Set exercise: Set down the records once more, please, exactly and with the pictures left out.

-- Start Materials provided --

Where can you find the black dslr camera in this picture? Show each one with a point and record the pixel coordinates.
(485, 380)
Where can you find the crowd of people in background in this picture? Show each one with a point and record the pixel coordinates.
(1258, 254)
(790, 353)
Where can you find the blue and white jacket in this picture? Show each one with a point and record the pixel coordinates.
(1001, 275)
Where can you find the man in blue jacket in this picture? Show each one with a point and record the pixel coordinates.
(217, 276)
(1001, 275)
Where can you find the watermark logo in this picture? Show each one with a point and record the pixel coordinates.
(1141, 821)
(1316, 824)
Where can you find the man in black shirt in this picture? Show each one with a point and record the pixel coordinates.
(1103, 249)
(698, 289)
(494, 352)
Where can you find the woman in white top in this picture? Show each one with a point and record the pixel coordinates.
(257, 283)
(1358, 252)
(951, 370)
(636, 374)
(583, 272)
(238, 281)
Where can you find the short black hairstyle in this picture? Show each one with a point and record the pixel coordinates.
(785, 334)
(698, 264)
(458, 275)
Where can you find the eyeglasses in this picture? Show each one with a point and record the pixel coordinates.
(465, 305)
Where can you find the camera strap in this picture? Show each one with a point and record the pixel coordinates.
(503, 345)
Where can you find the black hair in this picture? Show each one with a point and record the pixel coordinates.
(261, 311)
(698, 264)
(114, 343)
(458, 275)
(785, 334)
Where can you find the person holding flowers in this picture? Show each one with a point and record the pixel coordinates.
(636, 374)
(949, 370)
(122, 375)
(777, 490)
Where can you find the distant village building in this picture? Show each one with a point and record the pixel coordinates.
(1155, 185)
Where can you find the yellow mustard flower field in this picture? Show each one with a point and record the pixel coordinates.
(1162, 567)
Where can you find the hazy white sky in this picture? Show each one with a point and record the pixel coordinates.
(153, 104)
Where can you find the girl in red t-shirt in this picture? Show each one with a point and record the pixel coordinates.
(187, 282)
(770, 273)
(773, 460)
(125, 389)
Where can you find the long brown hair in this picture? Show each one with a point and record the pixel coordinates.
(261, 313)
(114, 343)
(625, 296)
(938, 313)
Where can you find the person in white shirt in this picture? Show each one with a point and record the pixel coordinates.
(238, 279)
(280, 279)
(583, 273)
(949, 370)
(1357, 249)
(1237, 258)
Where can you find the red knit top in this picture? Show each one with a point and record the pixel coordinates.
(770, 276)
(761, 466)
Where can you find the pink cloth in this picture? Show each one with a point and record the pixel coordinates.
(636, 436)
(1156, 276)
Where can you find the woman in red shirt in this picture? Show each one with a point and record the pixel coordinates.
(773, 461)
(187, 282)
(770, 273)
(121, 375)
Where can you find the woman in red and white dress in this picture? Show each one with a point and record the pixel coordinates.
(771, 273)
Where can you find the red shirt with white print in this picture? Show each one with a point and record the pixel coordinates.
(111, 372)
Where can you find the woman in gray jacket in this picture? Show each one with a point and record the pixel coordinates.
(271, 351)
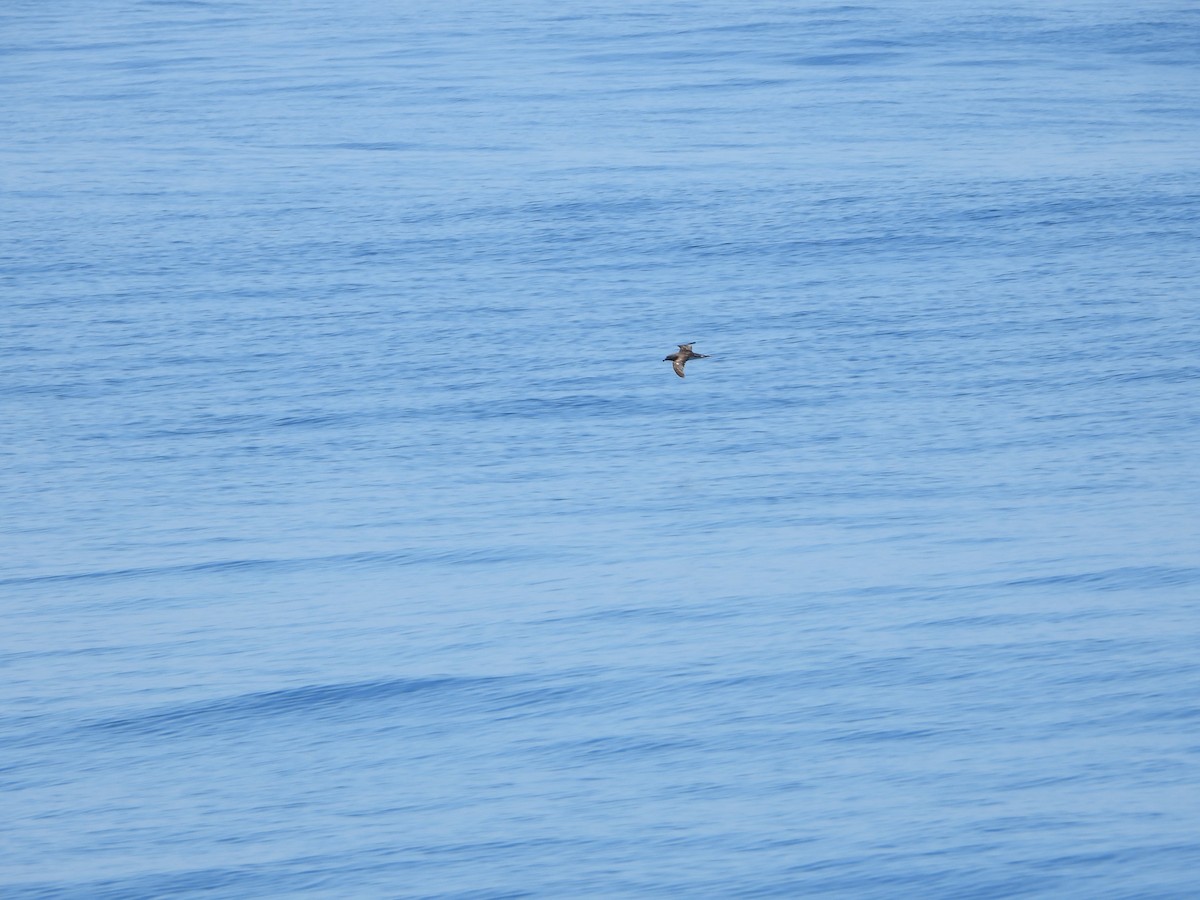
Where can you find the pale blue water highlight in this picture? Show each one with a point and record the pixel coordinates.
(355, 540)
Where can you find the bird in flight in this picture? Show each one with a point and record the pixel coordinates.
(679, 359)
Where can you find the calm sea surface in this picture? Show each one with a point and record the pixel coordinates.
(357, 543)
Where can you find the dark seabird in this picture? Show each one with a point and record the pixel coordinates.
(679, 359)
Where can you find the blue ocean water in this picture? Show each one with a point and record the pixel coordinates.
(358, 543)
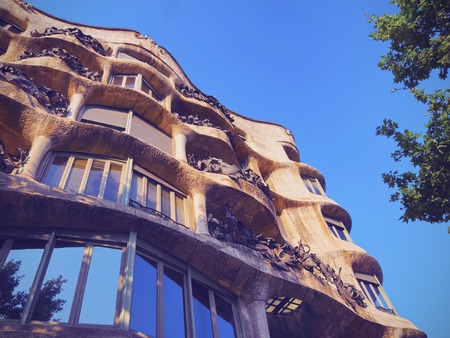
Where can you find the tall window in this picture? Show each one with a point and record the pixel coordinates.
(83, 278)
(149, 192)
(374, 292)
(135, 81)
(313, 185)
(129, 122)
(107, 179)
(5, 24)
(338, 229)
(102, 178)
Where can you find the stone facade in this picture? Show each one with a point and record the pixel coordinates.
(226, 201)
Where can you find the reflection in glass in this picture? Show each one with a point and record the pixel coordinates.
(202, 312)
(16, 277)
(99, 299)
(113, 182)
(61, 278)
(95, 178)
(173, 304)
(76, 175)
(143, 304)
(224, 317)
(55, 171)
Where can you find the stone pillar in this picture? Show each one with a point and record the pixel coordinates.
(180, 147)
(40, 146)
(257, 318)
(76, 102)
(201, 219)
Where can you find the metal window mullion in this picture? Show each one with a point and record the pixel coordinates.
(144, 191)
(67, 169)
(81, 284)
(138, 82)
(158, 197)
(38, 279)
(214, 322)
(160, 301)
(129, 122)
(128, 275)
(85, 177)
(189, 304)
(125, 197)
(173, 212)
(4, 252)
(101, 191)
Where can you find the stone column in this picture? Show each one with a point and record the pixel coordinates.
(180, 147)
(41, 145)
(76, 102)
(201, 219)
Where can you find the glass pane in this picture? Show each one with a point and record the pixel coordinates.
(54, 173)
(113, 182)
(202, 312)
(151, 195)
(76, 175)
(95, 178)
(56, 294)
(117, 80)
(129, 82)
(17, 275)
(99, 301)
(136, 188)
(173, 304)
(179, 209)
(225, 320)
(165, 201)
(143, 304)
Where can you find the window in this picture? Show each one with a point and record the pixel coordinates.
(5, 24)
(313, 185)
(96, 177)
(338, 229)
(106, 179)
(282, 305)
(116, 280)
(135, 81)
(129, 122)
(150, 193)
(374, 292)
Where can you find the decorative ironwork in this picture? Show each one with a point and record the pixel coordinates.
(153, 212)
(72, 61)
(55, 102)
(189, 92)
(197, 121)
(85, 39)
(218, 166)
(283, 256)
(8, 163)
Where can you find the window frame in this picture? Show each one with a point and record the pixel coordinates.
(371, 281)
(311, 183)
(334, 226)
(8, 25)
(139, 80)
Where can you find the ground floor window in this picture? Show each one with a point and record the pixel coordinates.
(72, 278)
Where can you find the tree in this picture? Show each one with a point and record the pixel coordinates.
(419, 36)
(12, 304)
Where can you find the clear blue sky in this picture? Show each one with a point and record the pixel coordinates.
(309, 66)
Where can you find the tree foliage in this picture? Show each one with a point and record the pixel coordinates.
(419, 36)
(12, 304)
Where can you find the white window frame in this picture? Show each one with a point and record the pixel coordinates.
(366, 281)
(334, 225)
(311, 183)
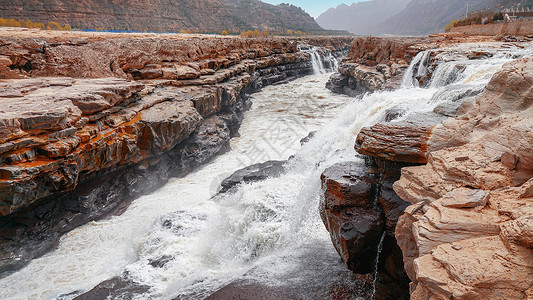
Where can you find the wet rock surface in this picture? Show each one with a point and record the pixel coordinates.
(125, 116)
(374, 63)
(360, 211)
(256, 172)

-- End Materials provided --

Written solution:
Where can you find the black dslr camera in this picture? Show each one with a point and record the pixel coordinates.
(485, 380)
Where can you find the crowd of people in background in this picture? Show each one with a point and record the pixel coordinates.
(1258, 254)
(790, 353)
Where can you find the blue and white jacket in this picture? Show each one with a point and record the pixel coordinates.
(1001, 275)
Where can you find the man in blue jacket in this picture? Show each one with a point and record the pixel coordinates.
(217, 276)
(1001, 275)
Where can you find the watermark logo in this picture? Show each one with a point and record the pixel coordinates.
(1141, 821)
(1316, 824)
Where can you find the man in black shirt in this picture? Show each one with a point and record the pixel coordinates.
(1103, 249)
(698, 289)
(494, 352)
Where can you find the woman in white top in this picture? Show each one with a point and record the pixel coordinates.
(257, 283)
(1358, 252)
(951, 370)
(636, 374)
(583, 272)
(238, 281)
Where can you find the short black hairstyle in this picture? Show each one with a point and record the pixel coordinates.
(785, 334)
(698, 264)
(458, 275)
Where can you find the eyeglasses in this picture? Show each one with a point and record the pixel coordinates.
(465, 305)
Where can you find the camera strap in this picture? Show each one with a point and record the pixel coordinates.
(503, 345)
Where can you find the black hair in this picture? Show each one with a point and record the pixel coordinates.
(261, 311)
(698, 264)
(114, 343)
(458, 275)
(785, 334)
Where can you find the person holding flowers in this picture? Show each one with a point and record the pixel coordinates.
(636, 374)
(949, 370)
(122, 375)
(777, 490)
Where can you find the distant village building in this picture? Show each one with a point and record the pixel coordinates.
(1155, 185)
Where can you find the yellow mustard flower field in this picture? Show each one with a point and record the pixel coordinates.
(1162, 567)
Where can you find the hazy white sky in this picture? Show each one with a point and record the pixel coordinates.
(153, 104)
Where can you find the girl in red t-shirt in this picture? Show each one with a point and record the pixel coordinates.
(187, 282)
(770, 273)
(773, 460)
(125, 389)
Where can you find the long brown hair in this picture? Show each one with a point and record the pixel coordinates.
(261, 313)
(114, 343)
(625, 296)
(938, 313)
Where can you find the person in white shirt in this picture? Show each one with a point and record the pixel coordinates.
(238, 279)
(280, 279)
(583, 273)
(949, 370)
(1357, 249)
(1237, 258)
Where can you find the red knit top in this picture? Show each one with a point and record the pixel coordinates.
(770, 276)
(761, 466)
Where can you find the pink cloth in this picture? Show each one with a point and record the pixel coordinates.
(636, 436)
(1156, 276)
Where can you find the woman in red shirt in this picture? Show each one with a point and record the pixel coordinates.
(773, 461)
(187, 282)
(770, 273)
(121, 375)
Where can you find the woman in red and white dress in this picture? Show each one with a point and record the pixel coordinates.
(771, 273)
Where can you find the red shirt with white print in this picture? Show each one with a point and record the pixel coordinates.
(111, 372)
Where can you find the woman in gray jacket in this picture? Show each one with a point and record the pixel coordinates.
(271, 351)
Where can you find the pale blue water highlight in this picture? Show each one with a point and record the pixel coordinates.
(355, 540)
Where can you find the bird in flight in this picture? Show each one with a point and record the pixel coordinates.
(679, 359)
Where can you find the calm sea surface in this picture? Show each one with a point and record the pixel coordinates.
(357, 543)
Where can you find the dark seabird in this picture? Show each one with a point and record the pixel coordinates.
(679, 359)
Where can you find the blue ocean water in this picture? Show each one with a point and record the pixel coordinates.
(358, 543)
Where can you find the tall window in this picture? Show each one with a point and record the pixel coordinates.
(83, 278)
(149, 192)
(374, 292)
(135, 81)
(313, 185)
(129, 122)
(107, 179)
(5, 24)
(338, 229)
(102, 178)
Where can you find the stone facade in this picture? Show each one with a point and record the pixel coordinates.
(226, 201)
Where can you find the reflection in glass in this picture? Show each one with a point and record the pixel coordinates.
(202, 312)
(16, 277)
(99, 299)
(113, 182)
(61, 278)
(95, 178)
(173, 304)
(76, 175)
(143, 304)
(224, 317)
(55, 171)
Where can you find the stone pillar in this picture? Show each one with a point and record the pixel coordinates.
(180, 147)
(40, 146)
(257, 318)
(76, 102)
(201, 219)
Where can you find the metal window mullion in this picture? Show each one with a point and record the pixel coordinates.
(144, 191)
(67, 169)
(81, 284)
(138, 82)
(158, 197)
(38, 279)
(214, 322)
(160, 301)
(129, 122)
(128, 275)
(85, 177)
(189, 304)
(125, 197)
(173, 212)
(4, 252)
(101, 191)
Where can you find the stone column in this picture? Show each one with a point and record the pixel coordinates.
(180, 147)
(41, 145)
(76, 102)
(201, 219)
Where can you find the glass pane in this picture? Show each one with a point and record the pixel coordinates.
(54, 173)
(113, 182)
(202, 312)
(151, 195)
(76, 175)
(95, 178)
(56, 294)
(117, 80)
(129, 82)
(17, 275)
(99, 301)
(136, 188)
(173, 304)
(179, 209)
(225, 320)
(165, 201)
(143, 304)
Where can you find the window in this picture? Show each one with a point and record the pixel coordinates.
(5, 24)
(313, 185)
(96, 177)
(338, 229)
(106, 179)
(282, 305)
(116, 280)
(135, 81)
(129, 122)
(150, 193)
(374, 292)
Where can you find the decorative ironwork in this picture? Show each one with a point and record the pixel coordinates.
(153, 212)
(72, 61)
(55, 102)
(189, 92)
(197, 121)
(85, 39)
(218, 166)
(283, 256)
(8, 163)
Where can you find the window frame in this picture? Show each one with a point and record the pixel coordinates.
(371, 281)
(311, 183)
(334, 226)
(8, 25)
(139, 80)
Where can you find the ground floor window in this picture? Show each one with a point and record the pixel coordinates.
(72, 278)
Where can you find the tree in this picture? Show each one with a point and record the pixel coordinates.
(419, 36)
(12, 304)
Where can you find the clear blue sky in this picture? Show each one with a point and record the pixel coordinates.
(309, 66)
Where can you find the tree foliage in this picture? Show each one with a point and record the pixel coordinates.
(419, 36)
(12, 304)
Where can you find the white window frame in this picture? Show each one with a point and record the pixel coordinates.
(366, 281)
(334, 225)
(311, 183)
Where can you find the wet rock surface in this picture? Show each one with a point and record the pixel coordinates.
(125, 116)
(374, 63)
(360, 211)
(256, 172)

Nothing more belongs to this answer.